Items listed in a dataset:
-.-.-

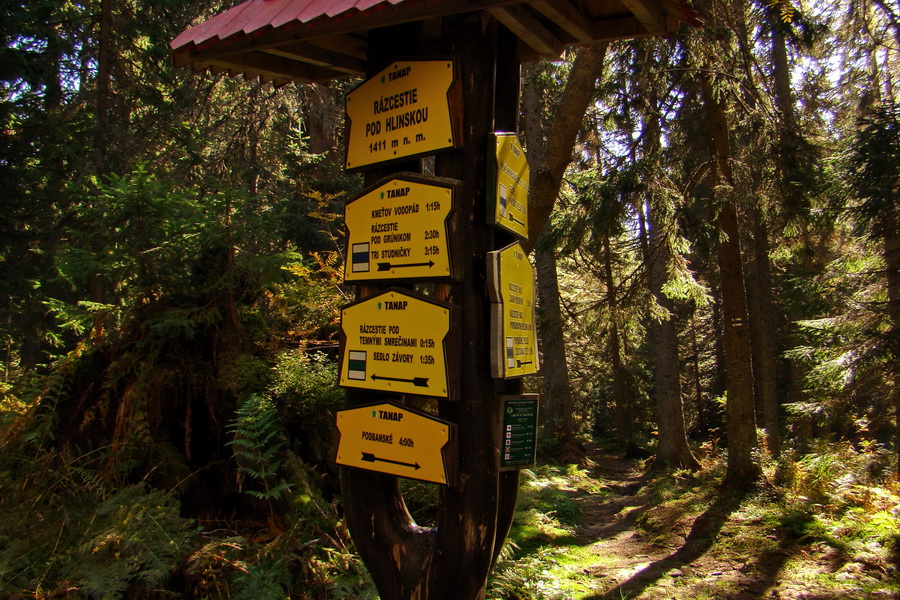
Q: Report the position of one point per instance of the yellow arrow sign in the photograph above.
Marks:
(398, 230)
(403, 111)
(393, 439)
(396, 342)
(513, 336)
(509, 184)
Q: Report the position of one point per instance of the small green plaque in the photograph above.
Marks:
(517, 447)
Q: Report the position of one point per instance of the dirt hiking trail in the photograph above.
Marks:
(703, 545)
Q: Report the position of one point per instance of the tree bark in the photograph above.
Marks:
(451, 561)
(740, 417)
(671, 445)
(556, 153)
(622, 396)
(548, 160)
(762, 333)
(558, 402)
(892, 265)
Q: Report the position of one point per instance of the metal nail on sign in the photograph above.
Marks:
(404, 111)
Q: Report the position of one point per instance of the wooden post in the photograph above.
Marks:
(453, 560)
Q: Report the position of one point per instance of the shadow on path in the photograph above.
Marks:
(701, 537)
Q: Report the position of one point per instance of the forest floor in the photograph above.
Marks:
(619, 533)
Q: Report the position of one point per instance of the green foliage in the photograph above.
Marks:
(136, 539)
(304, 388)
(76, 532)
(257, 439)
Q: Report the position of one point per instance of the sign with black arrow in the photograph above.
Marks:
(394, 439)
(399, 342)
(509, 178)
(512, 291)
(401, 228)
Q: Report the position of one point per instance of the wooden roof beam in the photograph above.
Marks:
(649, 13)
(526, 26)
(260, 64)
(568, 17)
(319, 57)
(619, 28)
(350, 45)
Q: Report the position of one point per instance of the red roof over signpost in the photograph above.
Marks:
(315, 40)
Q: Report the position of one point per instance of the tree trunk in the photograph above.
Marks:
(622, 396)
(762, 333)
(548, 160)
(555, 154)
(559, 406)
(740, 417)
(671, 445)
(892, 265)
(451, 561)
(702, 427)
(104, 78)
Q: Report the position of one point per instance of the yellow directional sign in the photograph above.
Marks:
(397, 342)
(396, 440)
(509, 184)
(399, 230)
(403, 111)
(513, 336)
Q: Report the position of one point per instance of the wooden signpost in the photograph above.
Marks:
(405, 110)
(513, 334)
(401, 229)
(399, 342)
(394, 439)
(509, 181)
(445, 234)
(519, 432)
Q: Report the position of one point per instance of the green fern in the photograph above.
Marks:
(257, 443)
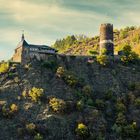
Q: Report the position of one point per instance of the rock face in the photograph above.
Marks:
(107, 85)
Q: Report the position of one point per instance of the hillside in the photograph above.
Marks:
(70, 99)
(82, 45)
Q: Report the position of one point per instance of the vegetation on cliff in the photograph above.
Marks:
(74, 99)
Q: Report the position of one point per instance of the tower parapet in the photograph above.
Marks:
(106, 39)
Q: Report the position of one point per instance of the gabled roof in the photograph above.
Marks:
(24, 43)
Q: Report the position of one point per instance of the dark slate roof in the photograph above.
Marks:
(25, 44)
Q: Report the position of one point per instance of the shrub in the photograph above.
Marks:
(30, 128)
(4, 67)
(80, 105)
(35, 94)
(117, 129)
(14, 108)
(121, 120)
(90, 102)
(100, 103)
(82, 130)
(60, 72)
(87, 90)
(9, 111)
(129, 131)
(120, 107)
(102, 60)
(137, 102)
(71, 80)
(57, 105)
(38, 136)
(68, 77)
(50, 65)
(128, 55)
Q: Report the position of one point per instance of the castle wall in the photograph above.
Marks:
(17, 57)
(106, 39)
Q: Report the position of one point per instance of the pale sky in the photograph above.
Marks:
(44, 21)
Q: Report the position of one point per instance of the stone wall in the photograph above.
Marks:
(106, 39)
(17, 57)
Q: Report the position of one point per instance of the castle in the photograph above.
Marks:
(106, 39)
(25, 51)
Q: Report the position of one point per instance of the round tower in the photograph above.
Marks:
(106, 39)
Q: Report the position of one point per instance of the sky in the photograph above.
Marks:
(45, 21)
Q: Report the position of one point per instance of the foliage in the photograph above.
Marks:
(137, 102)
(90, 102)
(128, 55)
(80, 105)
(87, 90)
(35, 94)
(14, 108)
(68, 77)
(30, 128)
(82, 130)
(100, 103)
(9, 111)
(120, 107)
(50, 65)
(57, 105)
(4, 67)
(129, 130)
(121, 119)
(65, 43)
(38, 136)
(60, 72)
(102, 60)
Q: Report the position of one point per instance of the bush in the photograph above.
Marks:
(80, 105)
(137, 102)
(87, 90)
(82, 130)
(129, 131)
(68, 77)
(102, 60)
(60, 72)
(57, 105)
(120, 107)
(128, 56)
(14, 108)
(100, 104)
(9, 111)
(121, 120)
(30, 128)
(90, 102)
(38, 137)
(50, 65)
(4, 67)
(35, 94)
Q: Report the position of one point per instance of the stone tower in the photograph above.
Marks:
(106, 39)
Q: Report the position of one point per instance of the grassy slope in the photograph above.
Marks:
(62, 126)
(83, 46)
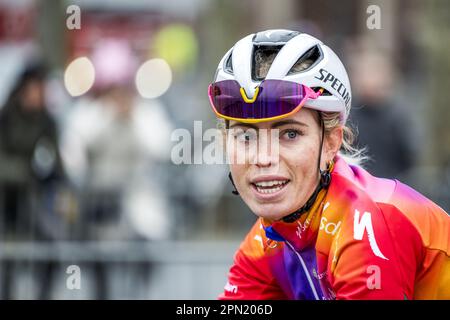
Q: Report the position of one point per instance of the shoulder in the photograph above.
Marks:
(430, 220)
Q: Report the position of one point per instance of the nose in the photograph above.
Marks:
(267, 154)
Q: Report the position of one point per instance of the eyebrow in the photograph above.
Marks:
(288, 121)
(275, 125)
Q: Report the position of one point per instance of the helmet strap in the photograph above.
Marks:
(324, 182)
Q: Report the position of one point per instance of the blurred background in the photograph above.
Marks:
(91, 91)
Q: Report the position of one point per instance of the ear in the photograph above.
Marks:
(333, 142)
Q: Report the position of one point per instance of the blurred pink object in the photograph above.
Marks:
(114, 63)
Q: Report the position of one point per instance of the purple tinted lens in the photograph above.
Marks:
(275, 98)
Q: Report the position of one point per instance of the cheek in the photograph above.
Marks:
(300, 159)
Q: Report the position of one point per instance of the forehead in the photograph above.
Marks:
(305, 116)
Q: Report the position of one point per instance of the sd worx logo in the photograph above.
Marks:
(336, 84)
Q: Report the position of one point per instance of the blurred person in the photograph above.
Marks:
(30, 170)
(114, 144)
(327, 228)
(392, 150)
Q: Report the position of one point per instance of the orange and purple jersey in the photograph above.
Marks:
(364, 238)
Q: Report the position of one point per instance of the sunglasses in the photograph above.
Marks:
(273, 99)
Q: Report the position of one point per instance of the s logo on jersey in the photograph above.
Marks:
(365, 224)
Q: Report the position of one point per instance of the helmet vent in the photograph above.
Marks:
(228, 64)
(307, 60)
(263, 57)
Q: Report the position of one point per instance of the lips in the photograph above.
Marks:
(269, 185)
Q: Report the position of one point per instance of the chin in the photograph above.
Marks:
(272, 211)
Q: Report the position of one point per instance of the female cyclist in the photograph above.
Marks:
(327, 229)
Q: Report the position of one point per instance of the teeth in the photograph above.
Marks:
(270, 186)
(270, 183)
(271, 190)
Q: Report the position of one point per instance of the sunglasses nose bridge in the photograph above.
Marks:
(244, 95)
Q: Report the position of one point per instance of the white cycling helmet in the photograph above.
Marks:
(298, 57)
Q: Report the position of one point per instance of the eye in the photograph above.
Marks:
(291, 134)
(246, 136)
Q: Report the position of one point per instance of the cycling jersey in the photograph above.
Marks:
(364, 238)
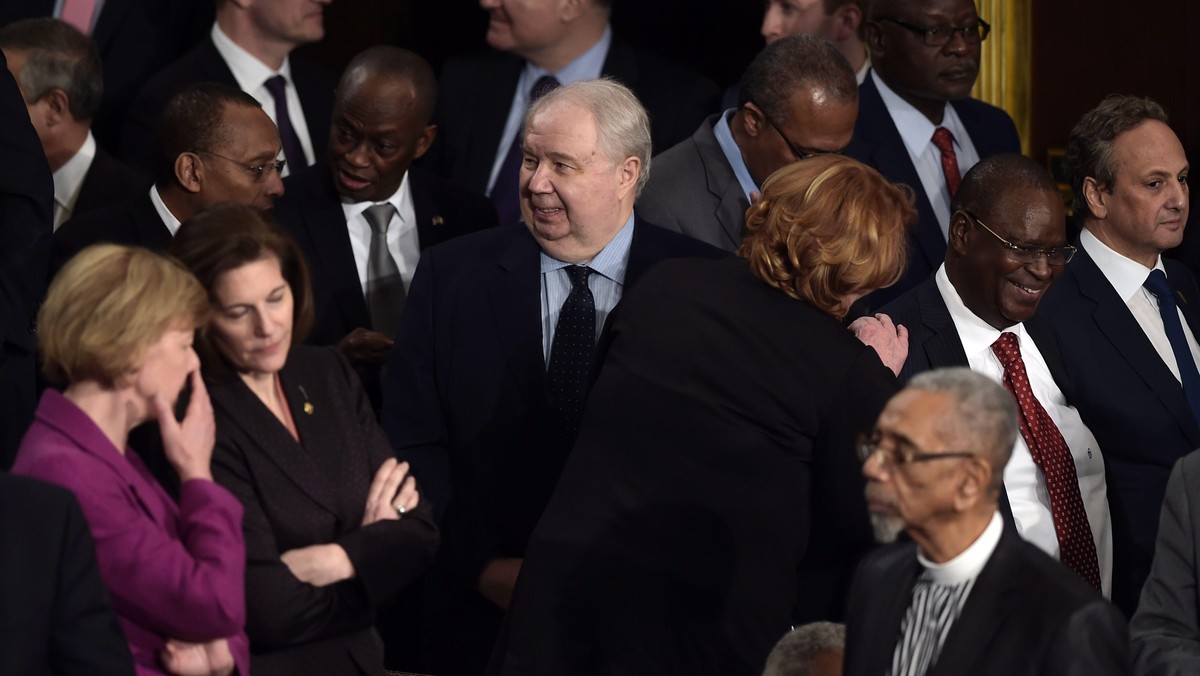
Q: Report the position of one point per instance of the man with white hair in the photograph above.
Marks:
(486, 381)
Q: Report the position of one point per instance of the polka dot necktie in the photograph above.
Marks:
(570, 354)
(1077, 549)
(945, 142)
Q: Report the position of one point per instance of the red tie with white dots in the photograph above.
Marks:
(1077, 549)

-.-.-

* Work to complete
Using the data above, report the number of lines that contain the string "signpost", and only that number.

* Worked solution
2